Saved data entries:
------------------------------------------------
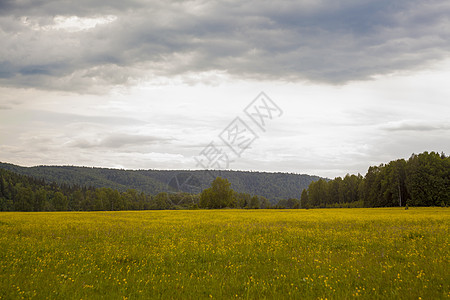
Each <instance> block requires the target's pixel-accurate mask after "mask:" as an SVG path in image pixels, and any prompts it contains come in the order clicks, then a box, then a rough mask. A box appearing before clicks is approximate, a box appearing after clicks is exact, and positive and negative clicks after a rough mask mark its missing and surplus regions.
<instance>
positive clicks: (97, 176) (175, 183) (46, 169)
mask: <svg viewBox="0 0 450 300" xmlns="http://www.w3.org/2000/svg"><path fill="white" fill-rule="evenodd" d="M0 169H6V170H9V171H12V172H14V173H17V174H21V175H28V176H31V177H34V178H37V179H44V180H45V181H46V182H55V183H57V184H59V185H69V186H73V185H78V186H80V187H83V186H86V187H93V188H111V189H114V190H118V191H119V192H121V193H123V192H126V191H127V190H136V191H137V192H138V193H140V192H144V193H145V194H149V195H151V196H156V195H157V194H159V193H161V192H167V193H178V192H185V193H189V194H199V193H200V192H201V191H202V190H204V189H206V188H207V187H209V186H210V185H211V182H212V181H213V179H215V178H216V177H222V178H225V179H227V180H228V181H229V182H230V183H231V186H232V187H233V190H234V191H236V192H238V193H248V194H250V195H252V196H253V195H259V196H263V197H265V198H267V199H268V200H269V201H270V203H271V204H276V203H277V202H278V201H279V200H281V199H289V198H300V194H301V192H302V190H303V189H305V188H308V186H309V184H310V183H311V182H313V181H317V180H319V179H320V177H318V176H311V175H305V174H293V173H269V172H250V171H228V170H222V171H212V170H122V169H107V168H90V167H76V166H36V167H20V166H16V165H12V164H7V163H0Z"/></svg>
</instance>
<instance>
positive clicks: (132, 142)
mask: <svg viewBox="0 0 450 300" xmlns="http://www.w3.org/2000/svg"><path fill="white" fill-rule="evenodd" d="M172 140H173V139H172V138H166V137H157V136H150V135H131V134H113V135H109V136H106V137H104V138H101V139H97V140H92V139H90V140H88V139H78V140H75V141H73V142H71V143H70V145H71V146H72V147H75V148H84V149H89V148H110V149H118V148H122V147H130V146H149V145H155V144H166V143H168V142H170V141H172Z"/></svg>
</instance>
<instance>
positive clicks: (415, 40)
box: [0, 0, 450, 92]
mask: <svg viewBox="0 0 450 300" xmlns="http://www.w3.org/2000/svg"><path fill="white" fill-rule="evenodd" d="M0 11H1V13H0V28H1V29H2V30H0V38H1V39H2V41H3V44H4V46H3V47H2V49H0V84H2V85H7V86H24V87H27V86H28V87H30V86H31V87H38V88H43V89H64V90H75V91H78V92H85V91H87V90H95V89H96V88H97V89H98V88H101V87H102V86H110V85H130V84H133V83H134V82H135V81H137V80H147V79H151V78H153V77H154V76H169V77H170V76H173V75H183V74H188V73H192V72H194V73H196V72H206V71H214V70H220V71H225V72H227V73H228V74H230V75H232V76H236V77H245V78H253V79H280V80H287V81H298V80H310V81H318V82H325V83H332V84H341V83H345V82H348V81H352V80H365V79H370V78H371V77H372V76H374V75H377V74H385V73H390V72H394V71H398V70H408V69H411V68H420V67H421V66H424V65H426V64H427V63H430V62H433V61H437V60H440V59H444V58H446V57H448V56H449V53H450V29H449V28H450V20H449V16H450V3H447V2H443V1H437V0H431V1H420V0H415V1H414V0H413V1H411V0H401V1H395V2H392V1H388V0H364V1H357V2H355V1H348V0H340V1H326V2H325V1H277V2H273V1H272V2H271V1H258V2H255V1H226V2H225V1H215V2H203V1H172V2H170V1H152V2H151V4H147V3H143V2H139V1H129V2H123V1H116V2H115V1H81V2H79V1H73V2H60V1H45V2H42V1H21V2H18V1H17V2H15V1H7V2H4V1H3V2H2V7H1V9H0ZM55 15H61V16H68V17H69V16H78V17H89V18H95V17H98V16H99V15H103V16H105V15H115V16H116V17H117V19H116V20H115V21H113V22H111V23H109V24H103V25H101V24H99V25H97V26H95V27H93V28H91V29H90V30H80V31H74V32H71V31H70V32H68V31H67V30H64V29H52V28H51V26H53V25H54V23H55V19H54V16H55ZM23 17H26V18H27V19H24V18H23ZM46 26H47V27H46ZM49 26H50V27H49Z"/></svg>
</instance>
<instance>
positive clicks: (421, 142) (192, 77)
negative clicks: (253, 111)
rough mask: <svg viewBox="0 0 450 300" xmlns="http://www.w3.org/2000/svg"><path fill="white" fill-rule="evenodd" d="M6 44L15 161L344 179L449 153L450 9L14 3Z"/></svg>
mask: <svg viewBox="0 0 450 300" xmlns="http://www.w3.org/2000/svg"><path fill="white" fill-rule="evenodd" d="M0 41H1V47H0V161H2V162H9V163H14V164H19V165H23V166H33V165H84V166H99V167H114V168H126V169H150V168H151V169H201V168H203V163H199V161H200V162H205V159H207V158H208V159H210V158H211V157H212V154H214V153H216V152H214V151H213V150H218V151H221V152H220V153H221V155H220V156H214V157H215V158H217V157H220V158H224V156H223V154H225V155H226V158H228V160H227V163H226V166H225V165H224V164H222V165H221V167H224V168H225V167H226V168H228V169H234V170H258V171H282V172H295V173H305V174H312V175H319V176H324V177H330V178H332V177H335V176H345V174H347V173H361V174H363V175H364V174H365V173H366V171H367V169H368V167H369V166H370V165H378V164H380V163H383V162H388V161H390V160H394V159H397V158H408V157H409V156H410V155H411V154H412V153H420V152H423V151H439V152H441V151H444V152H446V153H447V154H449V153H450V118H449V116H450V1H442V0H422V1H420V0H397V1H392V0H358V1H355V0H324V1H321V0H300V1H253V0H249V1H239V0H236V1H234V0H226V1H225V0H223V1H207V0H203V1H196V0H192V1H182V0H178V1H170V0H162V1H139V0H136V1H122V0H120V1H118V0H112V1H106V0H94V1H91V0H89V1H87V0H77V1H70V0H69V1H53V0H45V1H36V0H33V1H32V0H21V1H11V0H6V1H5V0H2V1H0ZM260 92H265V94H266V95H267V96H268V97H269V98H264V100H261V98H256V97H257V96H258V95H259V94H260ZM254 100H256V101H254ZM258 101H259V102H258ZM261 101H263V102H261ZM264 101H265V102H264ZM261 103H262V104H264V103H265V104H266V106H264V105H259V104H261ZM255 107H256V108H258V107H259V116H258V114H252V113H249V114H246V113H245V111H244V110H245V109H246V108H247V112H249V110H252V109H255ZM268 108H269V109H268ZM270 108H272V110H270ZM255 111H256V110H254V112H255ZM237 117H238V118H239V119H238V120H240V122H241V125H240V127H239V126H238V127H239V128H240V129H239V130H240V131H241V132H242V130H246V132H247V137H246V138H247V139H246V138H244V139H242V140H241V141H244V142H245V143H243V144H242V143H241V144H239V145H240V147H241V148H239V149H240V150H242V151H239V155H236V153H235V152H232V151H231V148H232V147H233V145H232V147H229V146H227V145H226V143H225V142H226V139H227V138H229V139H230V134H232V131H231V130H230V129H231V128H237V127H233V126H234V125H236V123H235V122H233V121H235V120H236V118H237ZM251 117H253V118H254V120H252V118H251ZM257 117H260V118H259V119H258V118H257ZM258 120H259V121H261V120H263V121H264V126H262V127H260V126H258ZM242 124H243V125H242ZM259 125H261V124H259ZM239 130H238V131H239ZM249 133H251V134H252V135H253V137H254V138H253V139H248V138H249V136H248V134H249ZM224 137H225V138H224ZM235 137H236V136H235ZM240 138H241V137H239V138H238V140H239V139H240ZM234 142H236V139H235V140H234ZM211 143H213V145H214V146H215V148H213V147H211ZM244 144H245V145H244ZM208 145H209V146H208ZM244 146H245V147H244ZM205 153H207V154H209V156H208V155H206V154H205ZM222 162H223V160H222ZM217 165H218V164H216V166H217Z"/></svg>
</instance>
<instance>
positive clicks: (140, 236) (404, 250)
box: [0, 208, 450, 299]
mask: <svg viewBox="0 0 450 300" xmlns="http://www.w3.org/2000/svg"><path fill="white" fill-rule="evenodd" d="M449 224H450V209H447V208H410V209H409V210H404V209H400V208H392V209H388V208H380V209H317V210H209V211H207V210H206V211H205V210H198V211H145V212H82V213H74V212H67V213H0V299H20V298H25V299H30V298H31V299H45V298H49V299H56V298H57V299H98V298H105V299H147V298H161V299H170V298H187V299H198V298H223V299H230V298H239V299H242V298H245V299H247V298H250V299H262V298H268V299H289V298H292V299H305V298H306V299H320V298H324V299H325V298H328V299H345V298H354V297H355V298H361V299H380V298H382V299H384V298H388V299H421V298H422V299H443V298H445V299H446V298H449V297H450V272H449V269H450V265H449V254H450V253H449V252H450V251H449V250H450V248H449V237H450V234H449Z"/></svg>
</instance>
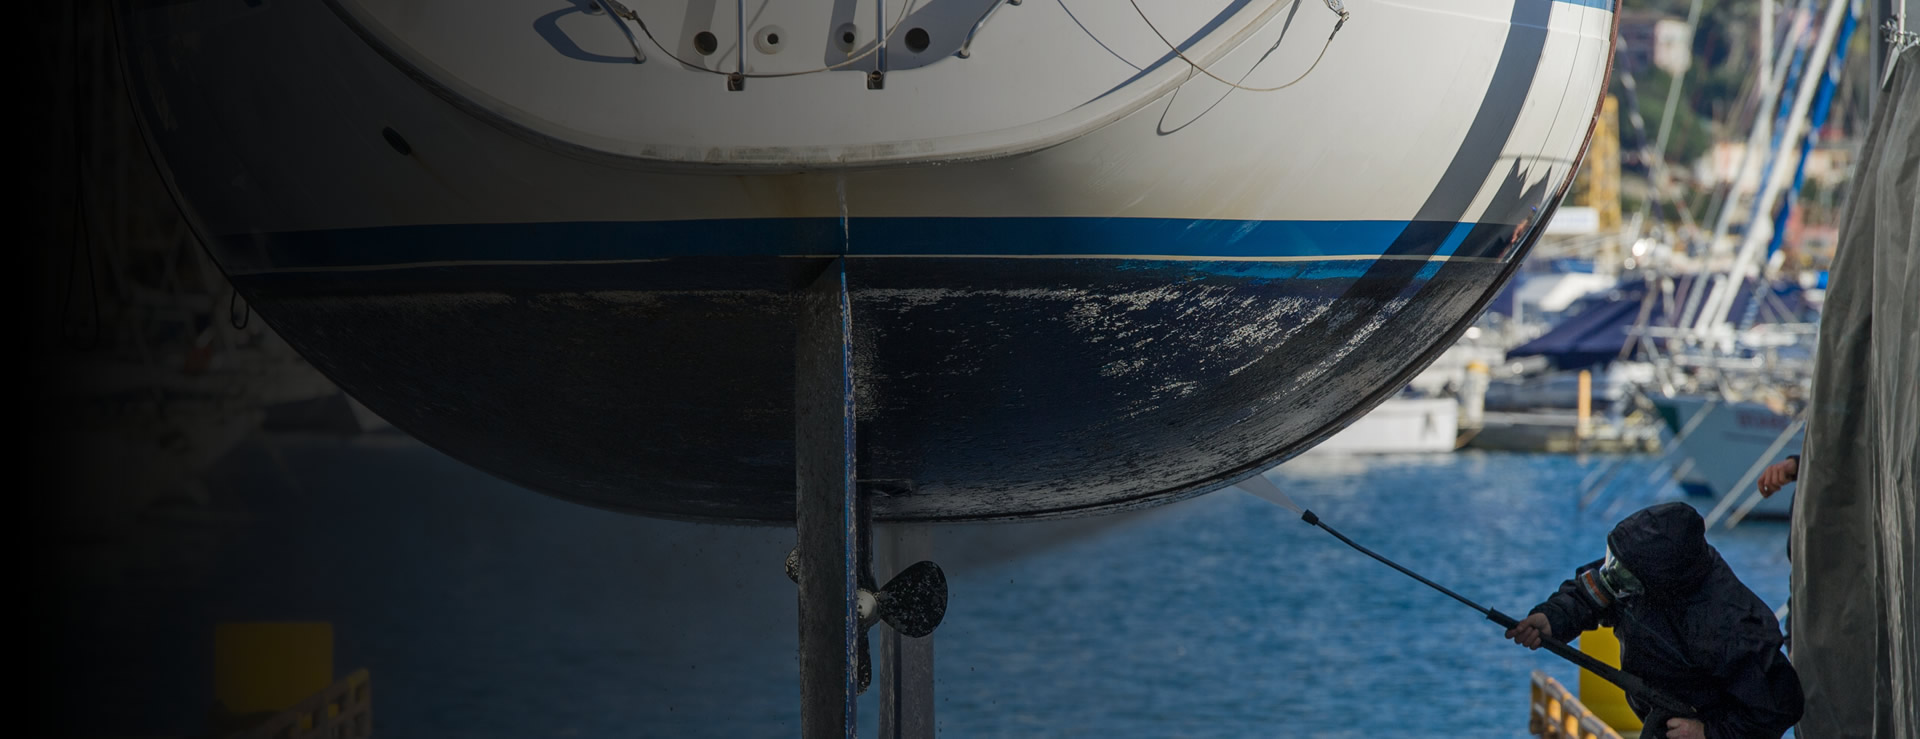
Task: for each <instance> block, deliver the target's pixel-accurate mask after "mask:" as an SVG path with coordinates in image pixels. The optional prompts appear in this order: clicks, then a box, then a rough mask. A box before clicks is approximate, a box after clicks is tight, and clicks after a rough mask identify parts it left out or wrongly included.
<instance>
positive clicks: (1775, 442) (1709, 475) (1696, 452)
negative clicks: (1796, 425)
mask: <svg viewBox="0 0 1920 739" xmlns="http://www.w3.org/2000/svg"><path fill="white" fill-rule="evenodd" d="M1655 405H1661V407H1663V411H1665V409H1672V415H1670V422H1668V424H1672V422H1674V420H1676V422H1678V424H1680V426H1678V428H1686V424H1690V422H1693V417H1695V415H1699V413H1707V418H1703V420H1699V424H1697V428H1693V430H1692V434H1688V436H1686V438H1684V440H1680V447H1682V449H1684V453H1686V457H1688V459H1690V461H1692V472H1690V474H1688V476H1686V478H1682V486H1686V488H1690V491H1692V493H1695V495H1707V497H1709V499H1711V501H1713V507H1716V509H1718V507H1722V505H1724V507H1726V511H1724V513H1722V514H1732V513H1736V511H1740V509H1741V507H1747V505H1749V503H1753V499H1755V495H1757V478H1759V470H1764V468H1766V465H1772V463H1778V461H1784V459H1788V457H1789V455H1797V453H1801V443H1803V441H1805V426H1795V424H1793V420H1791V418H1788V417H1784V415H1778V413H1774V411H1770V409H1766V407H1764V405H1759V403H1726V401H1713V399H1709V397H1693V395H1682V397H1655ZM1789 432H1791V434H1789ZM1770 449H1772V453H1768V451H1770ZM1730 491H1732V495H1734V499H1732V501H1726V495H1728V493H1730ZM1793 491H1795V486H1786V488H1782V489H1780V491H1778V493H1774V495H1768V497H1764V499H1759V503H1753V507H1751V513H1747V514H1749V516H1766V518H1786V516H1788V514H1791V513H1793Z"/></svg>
------------------------------------------------
## Assigned task
Switch "rough mask" to "coarse mask" in the lines from the start of the material through the line containing "positive clicks: (97, 176)", leaving everything else unchanged. Give back only those lines, without the pictures.

## Exercise output
Each <instance> block requires the target's pixel-accurate mask after "mask:" as an SVG path in image pixels, and any prompts it contains come in the order clicks, then a box, then a coarse mask. A box appearing before clicks is approximate, a box appearing after clicks is exact, and positive and negative clicks after a coarse mask mark its missing and surplus regions.
<instance>
positive clicks: (97, 176) (175, 183) (46, 169)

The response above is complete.